◆ **Exercise**:
Copy out the lines of the records below, and only those lines, from the one with "Q: Point out each instance of the insect leg" through the one with "Q: Point out each instance of the mottled", exactly as they appear.
——
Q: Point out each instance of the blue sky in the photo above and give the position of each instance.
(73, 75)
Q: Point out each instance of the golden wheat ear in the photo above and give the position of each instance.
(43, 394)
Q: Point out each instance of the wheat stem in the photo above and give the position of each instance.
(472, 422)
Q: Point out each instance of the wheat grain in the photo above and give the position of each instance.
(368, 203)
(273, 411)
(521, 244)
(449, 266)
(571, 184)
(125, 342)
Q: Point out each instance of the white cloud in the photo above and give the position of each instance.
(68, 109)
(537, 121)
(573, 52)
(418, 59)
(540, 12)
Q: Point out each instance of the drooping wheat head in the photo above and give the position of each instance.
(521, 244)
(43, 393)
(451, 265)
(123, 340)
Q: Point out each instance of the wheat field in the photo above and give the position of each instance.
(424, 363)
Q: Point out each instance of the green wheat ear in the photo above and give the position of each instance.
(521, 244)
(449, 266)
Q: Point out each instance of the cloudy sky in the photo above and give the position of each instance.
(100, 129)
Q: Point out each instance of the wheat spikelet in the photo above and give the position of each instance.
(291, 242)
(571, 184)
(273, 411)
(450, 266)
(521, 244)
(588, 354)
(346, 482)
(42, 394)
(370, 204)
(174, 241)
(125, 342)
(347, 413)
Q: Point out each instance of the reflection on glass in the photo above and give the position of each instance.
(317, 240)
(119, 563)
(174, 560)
——
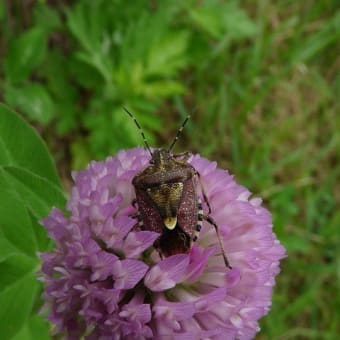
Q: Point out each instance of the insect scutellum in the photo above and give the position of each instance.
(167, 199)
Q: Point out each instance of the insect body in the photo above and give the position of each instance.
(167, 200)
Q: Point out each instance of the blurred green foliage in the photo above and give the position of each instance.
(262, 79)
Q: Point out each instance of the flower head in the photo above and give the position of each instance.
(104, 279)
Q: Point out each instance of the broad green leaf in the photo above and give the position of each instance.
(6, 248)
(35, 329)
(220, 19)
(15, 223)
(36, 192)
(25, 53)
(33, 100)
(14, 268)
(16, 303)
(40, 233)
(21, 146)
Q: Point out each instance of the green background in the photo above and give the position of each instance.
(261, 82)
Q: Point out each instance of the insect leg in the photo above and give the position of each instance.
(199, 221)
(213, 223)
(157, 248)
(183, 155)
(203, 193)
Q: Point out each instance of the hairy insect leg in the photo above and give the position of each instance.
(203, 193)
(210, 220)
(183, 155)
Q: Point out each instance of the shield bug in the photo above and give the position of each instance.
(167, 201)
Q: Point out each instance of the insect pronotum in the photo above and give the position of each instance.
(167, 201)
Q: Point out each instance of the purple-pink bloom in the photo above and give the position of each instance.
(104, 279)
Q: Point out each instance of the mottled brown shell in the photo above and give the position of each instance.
——
◆ **Output below**:
Q: Point out each instance of the insect leg in the photo above and give the position of each instance.
(199, 221)
(213, 223)
(157, 248)
(183, 155)
(203, 193)
Q: Point out each instance of the hairy insect leg in the photo above and give the position of each instance.
(203, 193)
(210, 220)
(183, 155)
Q: Point out each instance of the shield bug in the photo above and give the position of each instance.
(167, 201)
Q: Point out each instance of the insect pronotum in the photo above and give the position of each instance.
(167, 201)
Q: Point out each instance of the purple-pink bloom in the photo above and give the position of each instance.
(104, 279)
Q: Point out each instance of the mottled brown shell in the photo above and give the position of each instance.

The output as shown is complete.